## Begin Information supplied
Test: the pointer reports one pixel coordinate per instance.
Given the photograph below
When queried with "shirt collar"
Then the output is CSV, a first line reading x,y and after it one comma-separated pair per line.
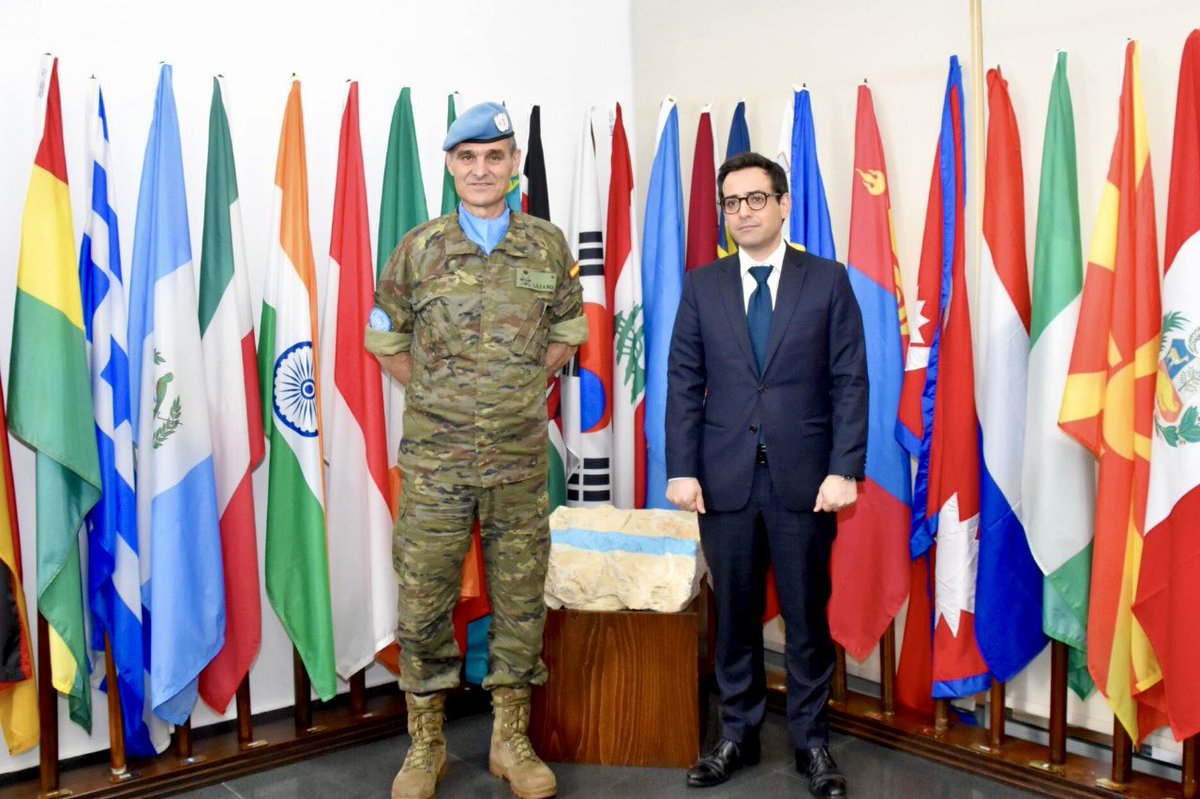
x,y
774,259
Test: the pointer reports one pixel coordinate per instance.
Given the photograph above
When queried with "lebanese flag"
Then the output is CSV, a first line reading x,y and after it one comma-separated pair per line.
x,y
358,517
873,535
1168,589
623,282
1109,407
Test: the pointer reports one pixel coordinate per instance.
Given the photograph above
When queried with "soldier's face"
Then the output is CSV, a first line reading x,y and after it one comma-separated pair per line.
x,y
755,230
481,174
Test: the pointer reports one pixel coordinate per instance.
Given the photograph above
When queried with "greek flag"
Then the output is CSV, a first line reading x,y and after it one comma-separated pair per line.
x,y
113,570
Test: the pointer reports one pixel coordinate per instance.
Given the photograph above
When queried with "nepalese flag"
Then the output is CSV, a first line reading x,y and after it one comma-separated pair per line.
x,y
623,294
737,144
873,536
1168,589
1059,476
1008,596
810,227
297,550
114,576
1109,407
663,266
227,335
175,478
587,388
449,196
358,514
49,401
702,217
946,439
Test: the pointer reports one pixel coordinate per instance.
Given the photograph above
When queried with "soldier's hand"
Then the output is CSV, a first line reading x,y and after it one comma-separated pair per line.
x,y
557,355
399,366
685,494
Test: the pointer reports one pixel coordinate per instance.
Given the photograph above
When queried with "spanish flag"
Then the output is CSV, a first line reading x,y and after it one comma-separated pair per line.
x,y
1108,406
49,402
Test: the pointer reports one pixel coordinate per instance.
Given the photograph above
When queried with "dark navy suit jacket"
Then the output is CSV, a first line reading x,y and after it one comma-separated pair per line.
x,y
810,401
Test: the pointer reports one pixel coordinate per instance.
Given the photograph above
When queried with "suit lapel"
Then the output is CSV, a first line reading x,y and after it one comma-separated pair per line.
x,y
735,306
791,281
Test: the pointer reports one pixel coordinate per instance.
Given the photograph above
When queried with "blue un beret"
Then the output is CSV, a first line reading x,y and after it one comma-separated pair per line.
x,y
481,124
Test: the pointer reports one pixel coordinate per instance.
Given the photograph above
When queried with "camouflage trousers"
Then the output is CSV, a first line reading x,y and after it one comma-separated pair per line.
x,y
430,542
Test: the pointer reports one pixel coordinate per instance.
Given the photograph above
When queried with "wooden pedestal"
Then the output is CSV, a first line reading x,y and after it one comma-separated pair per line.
x,y
622,690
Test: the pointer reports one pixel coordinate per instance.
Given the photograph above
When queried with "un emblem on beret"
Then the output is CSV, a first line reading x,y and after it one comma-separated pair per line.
x,y
295,389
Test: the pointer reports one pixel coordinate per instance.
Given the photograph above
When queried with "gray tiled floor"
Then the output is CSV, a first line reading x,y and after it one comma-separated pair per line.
x,y
366,772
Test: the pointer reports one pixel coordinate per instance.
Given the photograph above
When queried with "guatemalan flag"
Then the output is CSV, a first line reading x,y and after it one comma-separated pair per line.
x,y
178,522
114,581
939,426
1008,599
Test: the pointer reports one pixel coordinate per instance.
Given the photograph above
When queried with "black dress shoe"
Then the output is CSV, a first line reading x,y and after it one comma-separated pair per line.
x,y
725,758
825,778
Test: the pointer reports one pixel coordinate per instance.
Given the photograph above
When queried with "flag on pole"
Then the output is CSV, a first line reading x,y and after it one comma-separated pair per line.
x,y
227,336
946,496
663,256
172,436
587,390
737,144
18,686
1109,407
114,576
297,551
358,514
810,227
49,406
449,196
702,217
1059,476
623,294
1008,596
1168,589
871,547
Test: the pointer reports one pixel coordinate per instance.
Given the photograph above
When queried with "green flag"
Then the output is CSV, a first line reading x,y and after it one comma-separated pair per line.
x,y
449,196
1059,478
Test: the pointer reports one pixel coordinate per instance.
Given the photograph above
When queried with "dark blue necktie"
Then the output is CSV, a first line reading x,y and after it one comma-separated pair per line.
x,y
759,314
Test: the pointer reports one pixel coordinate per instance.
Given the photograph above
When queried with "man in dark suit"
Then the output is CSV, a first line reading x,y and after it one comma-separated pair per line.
x,y
766,439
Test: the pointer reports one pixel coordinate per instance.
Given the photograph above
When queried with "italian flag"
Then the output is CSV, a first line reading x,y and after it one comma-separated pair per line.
x,y
297,560
363,584
227,336
49,406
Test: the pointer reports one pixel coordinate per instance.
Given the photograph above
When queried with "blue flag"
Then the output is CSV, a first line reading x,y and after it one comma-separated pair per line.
x,y
175,485
663,256
810,212
114,592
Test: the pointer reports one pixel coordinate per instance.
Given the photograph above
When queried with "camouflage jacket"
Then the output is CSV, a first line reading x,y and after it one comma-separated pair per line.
x,y
478,329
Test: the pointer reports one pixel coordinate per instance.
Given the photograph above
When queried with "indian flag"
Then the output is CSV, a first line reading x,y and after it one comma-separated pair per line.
x,y
363,584
297,559
49,406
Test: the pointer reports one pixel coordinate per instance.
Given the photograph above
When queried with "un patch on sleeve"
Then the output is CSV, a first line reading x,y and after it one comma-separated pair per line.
x,y
379,319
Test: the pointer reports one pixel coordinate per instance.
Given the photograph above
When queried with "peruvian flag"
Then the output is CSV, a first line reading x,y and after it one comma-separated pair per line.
x,y
363,586
1168,589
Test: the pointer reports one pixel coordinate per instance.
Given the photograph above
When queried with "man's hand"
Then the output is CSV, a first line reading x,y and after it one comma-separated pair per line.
x,y
399,366
685,494
835,493
557,355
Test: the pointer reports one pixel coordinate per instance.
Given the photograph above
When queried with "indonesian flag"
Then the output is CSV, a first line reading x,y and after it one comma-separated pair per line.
x,y
1168,588
1109,407
623,281
358,517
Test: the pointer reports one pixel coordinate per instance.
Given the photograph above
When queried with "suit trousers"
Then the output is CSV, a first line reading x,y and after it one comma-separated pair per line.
x,y
738,547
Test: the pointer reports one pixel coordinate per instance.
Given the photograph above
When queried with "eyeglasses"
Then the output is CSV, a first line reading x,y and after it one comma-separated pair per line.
x,y
756,200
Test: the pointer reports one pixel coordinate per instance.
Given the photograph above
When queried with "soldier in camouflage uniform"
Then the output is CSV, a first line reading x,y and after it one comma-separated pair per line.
x,y
474,310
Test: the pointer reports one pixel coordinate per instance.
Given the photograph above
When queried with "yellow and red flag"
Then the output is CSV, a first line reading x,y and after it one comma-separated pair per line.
x,y
1109,407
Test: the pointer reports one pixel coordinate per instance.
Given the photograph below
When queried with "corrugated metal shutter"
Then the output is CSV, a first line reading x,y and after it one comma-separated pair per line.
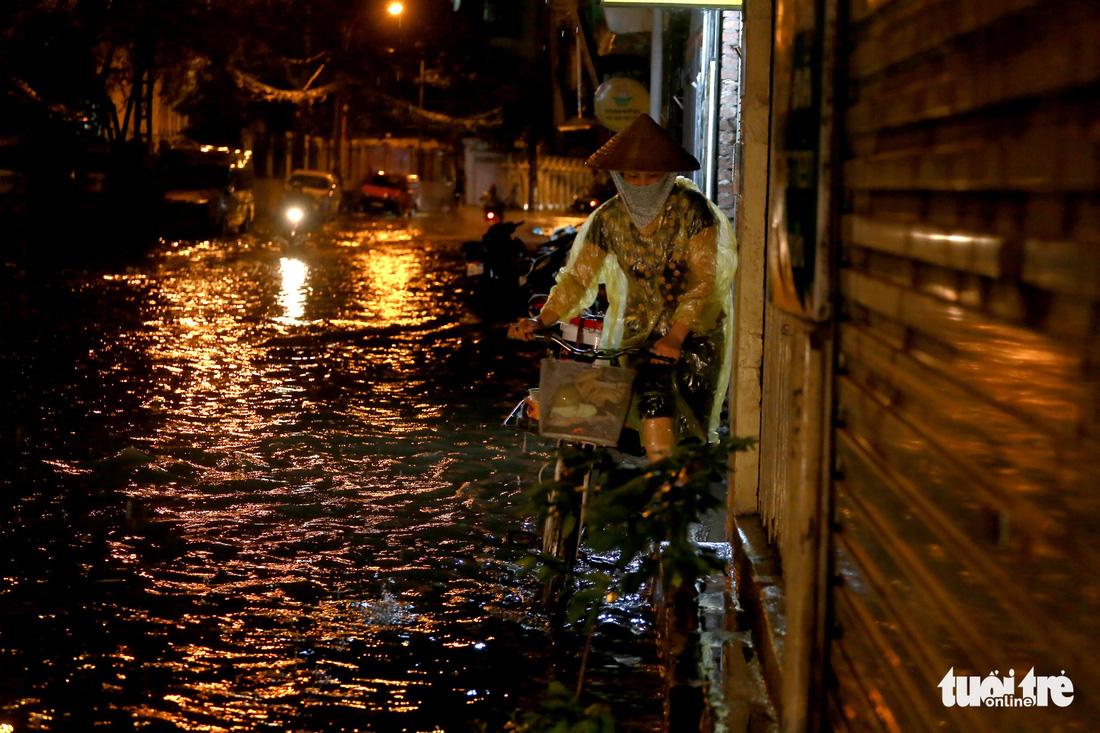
x,y
967,495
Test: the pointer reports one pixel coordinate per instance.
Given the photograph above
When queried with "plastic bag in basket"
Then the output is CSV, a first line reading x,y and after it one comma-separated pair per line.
x,y
583,402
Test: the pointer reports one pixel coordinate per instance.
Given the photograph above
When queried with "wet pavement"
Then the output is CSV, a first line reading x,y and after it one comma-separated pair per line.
x,y
249,488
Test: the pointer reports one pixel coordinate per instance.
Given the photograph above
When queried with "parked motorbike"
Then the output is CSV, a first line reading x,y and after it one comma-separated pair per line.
x,y
497,265
549,259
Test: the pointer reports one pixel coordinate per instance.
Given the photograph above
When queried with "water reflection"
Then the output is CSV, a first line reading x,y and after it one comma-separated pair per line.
x,y
292,295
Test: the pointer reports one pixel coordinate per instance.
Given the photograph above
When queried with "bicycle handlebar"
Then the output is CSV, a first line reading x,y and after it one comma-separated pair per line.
x,y
597,353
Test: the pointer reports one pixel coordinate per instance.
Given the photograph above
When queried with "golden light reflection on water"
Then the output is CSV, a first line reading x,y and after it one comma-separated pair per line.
x,y
304,545
293,293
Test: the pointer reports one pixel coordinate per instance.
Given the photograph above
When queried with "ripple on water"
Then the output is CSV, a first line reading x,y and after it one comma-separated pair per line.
x,y
277,496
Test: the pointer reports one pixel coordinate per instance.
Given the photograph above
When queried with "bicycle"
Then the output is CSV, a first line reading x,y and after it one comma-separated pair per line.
x,y
596,398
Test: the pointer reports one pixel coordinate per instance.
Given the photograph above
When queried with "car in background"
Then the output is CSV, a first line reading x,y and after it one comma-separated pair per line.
x,y
322,187
207,189
387,190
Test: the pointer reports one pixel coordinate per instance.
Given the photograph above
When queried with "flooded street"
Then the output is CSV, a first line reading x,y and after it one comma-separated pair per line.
x,y
253,489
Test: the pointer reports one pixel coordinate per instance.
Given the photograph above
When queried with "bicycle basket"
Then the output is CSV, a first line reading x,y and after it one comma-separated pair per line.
x,y
583,402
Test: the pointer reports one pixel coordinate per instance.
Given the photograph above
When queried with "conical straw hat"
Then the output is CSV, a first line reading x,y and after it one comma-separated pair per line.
x,y
642,145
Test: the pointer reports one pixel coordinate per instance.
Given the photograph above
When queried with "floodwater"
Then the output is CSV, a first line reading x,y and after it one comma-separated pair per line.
x,y
250,489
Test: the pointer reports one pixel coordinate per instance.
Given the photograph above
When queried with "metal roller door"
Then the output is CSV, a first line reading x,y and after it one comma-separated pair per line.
x,y
967,441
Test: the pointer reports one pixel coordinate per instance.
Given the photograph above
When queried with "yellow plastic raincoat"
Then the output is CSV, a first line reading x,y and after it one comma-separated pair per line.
x,y
653,281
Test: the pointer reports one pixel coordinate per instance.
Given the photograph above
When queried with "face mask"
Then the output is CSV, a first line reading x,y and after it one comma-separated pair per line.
x,y
644,203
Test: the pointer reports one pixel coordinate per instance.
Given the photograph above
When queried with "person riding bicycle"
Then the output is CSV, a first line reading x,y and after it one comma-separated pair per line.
x,y
667,256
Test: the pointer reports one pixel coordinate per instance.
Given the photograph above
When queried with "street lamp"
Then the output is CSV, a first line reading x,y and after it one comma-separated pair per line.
x,y
396,9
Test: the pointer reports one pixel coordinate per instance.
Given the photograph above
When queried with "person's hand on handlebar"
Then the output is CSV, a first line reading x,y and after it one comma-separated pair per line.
x,y
526,328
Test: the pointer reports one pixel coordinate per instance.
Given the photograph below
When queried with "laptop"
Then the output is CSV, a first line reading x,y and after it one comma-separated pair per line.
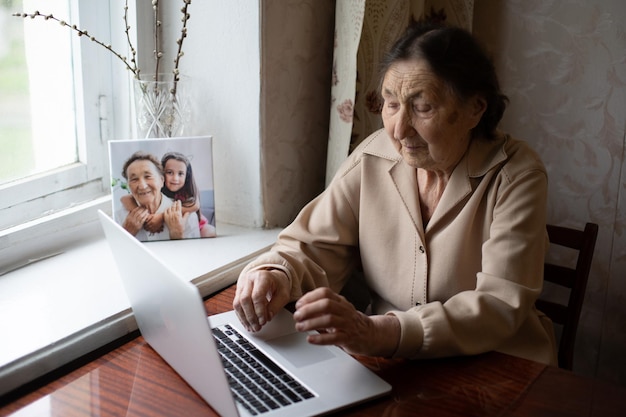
x,y
274,372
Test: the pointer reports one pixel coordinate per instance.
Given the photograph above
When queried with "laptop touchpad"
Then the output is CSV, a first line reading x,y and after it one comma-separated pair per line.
x,y
298,351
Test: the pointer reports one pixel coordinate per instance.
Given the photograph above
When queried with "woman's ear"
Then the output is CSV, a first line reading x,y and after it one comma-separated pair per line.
x,y
477,107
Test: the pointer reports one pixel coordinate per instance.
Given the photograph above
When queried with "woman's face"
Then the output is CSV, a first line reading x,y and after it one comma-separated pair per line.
x,y
145,182
175,174
429,126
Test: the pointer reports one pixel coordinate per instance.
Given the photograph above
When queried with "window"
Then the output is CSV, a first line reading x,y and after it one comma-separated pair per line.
x,y
46,200
56,156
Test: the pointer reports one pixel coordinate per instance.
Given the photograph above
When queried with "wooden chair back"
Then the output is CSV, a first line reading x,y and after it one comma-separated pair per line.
x,y
575,279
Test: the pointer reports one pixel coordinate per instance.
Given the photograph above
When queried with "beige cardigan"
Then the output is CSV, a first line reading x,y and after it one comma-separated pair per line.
x,y
467,283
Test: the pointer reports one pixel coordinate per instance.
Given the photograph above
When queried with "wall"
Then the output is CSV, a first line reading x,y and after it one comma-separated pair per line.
x,y
222,59
296,62
563,66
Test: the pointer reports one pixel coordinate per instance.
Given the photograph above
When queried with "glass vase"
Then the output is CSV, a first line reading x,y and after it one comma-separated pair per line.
x,y
161,105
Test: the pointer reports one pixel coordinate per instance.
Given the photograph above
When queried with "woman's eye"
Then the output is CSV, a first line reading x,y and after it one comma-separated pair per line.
## End Information supplied
### What is asked:
Identify every line in the rows above that contains the word "metal" and copy each of those lines.

### Output below:
When queried with "corrugated metal shutter"
When queried with "metal roller door"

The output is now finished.